[Text passage — start]

Trump’s vows of retribution against his political enemies he has called “vermin,” his stated intention to prosecute pretty much everybody who has offended him, and his loose talk about disobedient generals deserving the death penalty have got a lot of people wondering if it can indeed happen here.

“It” being an overt fascist dictatorship.

One former Trump administration official turned critic told Baker, “People are feeling that it’s very obvious if a second Trump term happens, it’s going to be slash and burn.”

As for me, to put it in Arkansas vernacular, “I ain’t going nowhere.” First, because I’m too old to think about relocating to a foreign country, which is a difficult thing to do—even if you can afford it. Second, because while I yield to nobody in my contempt for Trump, I’m too obscure to persecute.

[Text passage — finish]
[Supplied material — start]

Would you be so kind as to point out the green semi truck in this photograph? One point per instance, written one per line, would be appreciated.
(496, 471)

[Supplied material — finish]

# Task instructions
Answer these questions using the passage about Trump's threats of retribution:
1. What term has Trump used for his political enemies?
2. What does "It" refer to in the passage?
3. What two reasons does the writer give for not leaving the country?
The data has no connection to the text.

# Exercise result
1. He has called them "vermin."
2. An overt fascist dictatorship.
3. The writer is too old to think about relocating to a foreign country and too obscure to persecute.